Choirs and Serpents and Doves
Each month, we post a series of blogs around a common topic. This month, Jess Cook and Jan Edmiston are curating a series that will explore the hidden gifts of failure. How does failure help us grow? How does it help us be more authentic with one another? How does it help us to be creative and brave in our ministries and our lives? We invite you to join the conversation on Facebook and Twitter.
by Rev. Carlton David Johnson
An emergency Friday evening meeting at the church troubled my parent’s hearts. The mandatory gathering gave me heartburn. It was Friday night, the weekend of my 28th birthday, and there were parties to go to.
The pastor who was also a chaplain for the United States Army, had been deployed to Operation Desert Storm. He would be leaving in less than a week and there were leadership appointments needed in his absence.
It was the first time the pastor was going to be away and he picked a woman, a brilliant young DMin student to lead a Baptist congregation that had never had a female minister. The congregation was immediately at war.
There was one thing they agreed on; I would be leading the music ministry. I was their musical Boy Wonder whose gifts they had nurtured for over 20 years. There was the chance, I thought, that I could fix this problem over the next few weeks by producing soothing melodies from our stellar choir. After all, these same impressive salves had eased the pain in smaller past upheavals.
It was not to be so. And the shipwreck would be my fault.
I came to the task with years…ok decades…of pinned up awareness of problems within our church. The small church had produced award winning musicians and singers. The choir was replete with prima donnas and divas. Over half of them belonged to the same (very talented) family. The most talented was my closest friend.

### RECORD EXTRACTS
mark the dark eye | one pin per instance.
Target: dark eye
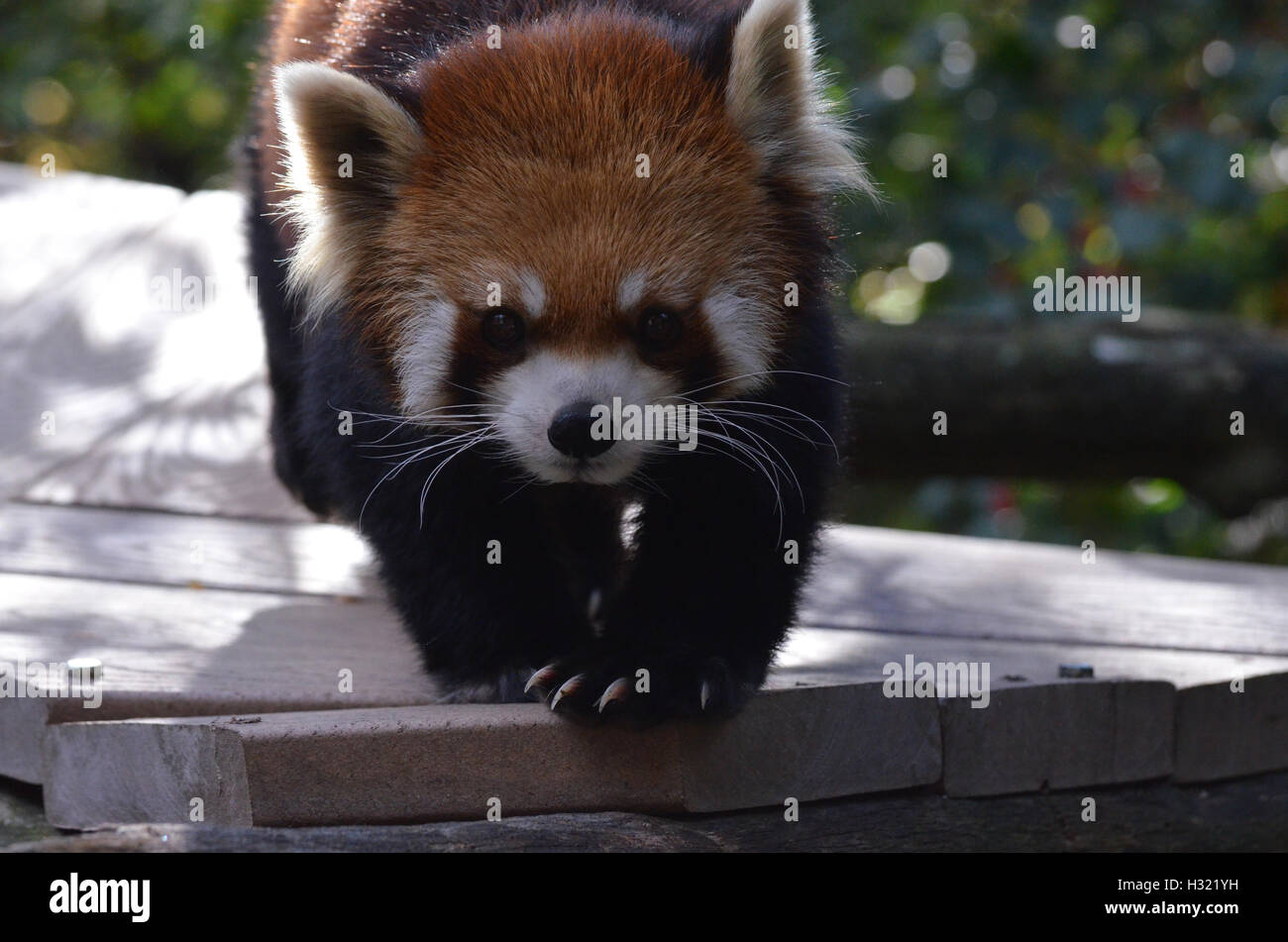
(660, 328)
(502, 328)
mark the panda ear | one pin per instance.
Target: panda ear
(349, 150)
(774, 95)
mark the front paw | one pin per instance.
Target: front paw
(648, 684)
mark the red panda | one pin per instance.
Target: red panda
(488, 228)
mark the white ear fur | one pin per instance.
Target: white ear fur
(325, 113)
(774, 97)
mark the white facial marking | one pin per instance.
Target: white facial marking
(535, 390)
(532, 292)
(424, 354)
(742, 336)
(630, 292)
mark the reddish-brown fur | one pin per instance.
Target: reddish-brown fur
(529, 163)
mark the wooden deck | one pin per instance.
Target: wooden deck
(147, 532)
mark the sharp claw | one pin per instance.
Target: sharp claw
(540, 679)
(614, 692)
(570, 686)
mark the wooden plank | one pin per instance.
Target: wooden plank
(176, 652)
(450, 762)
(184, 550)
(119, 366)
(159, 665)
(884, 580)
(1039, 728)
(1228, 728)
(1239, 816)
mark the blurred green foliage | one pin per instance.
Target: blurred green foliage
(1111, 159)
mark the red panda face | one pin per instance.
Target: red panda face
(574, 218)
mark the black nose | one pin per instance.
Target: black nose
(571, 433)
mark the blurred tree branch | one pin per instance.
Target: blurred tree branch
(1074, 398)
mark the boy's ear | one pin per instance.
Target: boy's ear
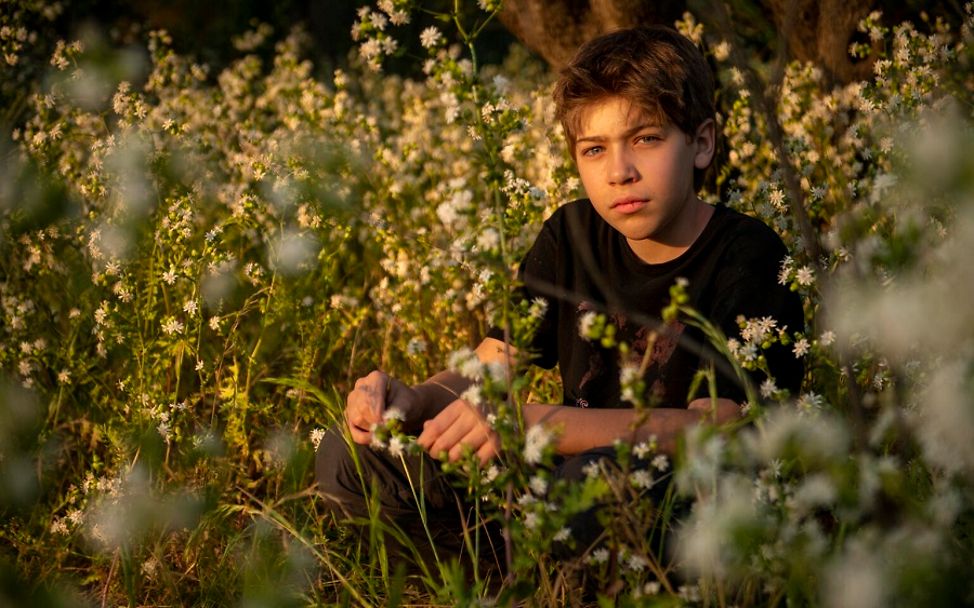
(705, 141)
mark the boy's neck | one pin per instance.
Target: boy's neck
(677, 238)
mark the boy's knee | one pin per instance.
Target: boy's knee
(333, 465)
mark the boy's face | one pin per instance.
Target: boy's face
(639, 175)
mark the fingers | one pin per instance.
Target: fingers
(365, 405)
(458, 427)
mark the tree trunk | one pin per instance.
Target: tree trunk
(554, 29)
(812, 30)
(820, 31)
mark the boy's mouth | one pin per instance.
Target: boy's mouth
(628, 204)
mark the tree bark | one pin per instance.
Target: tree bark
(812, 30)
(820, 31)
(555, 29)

### INSTRUCTIONS TO FOLLOW
Could you quote the choir blog post in full, word for word? Rely only on the choir blog post, not the listing.

### RESPONSE TO THIS EXERCISE
Choirs and Serpents and Doves
Each month, we post a series of blogs around a common topic. This month, Jess Cook and Jan Edmiston are curating a series that will explore the hidden gifts of failure. How does failure help us grow? How does it help us be more authentic with one another? How does it help us to be creative and brave in our ministries and our lives? We invite you to join the conversation on Facebook and Twitter.
by Rev. Carlton David Johnson
An emergency Friday evening meeting at the church troubled my parent’s hearts. The mandatory gathering gave me heartburn. It was Friday night, the weekend of my 28th birthday, and there were parties to go to.
The pastor who was also a chaplain for the United States Army, had been deployed to Operation Desert Storm. He would be leaving in less than a week and there were leadership appointments needed in his absence.
It was the first time the pastor was going to be away and he picked a woman, a brilliant young DMin student to lead a Baptist congregation that had never had a female minister. The congregation was immediately at war.
There was one thing they agreed on; I would be leading the music ministry. I was their musical Boy Wonder whose gifts they had nurtured for over 20 years. There was the chance, I thought, that I could fix this problem over the next few weeks by producing soothing melodies from our stellar choir. After all, these same impressive salves had eased the pain in smaller past upheavals.
It was not to be so. And the shipwreck would be my fault.
I came to the task with years…ok decades…of pinned up awareness of problems within our church. The small church had produced award winning musicians and singers. The choir was replete with prima donnas and divas. Over half of them belonged to the same (very talented) family. The most talented was my closest friend.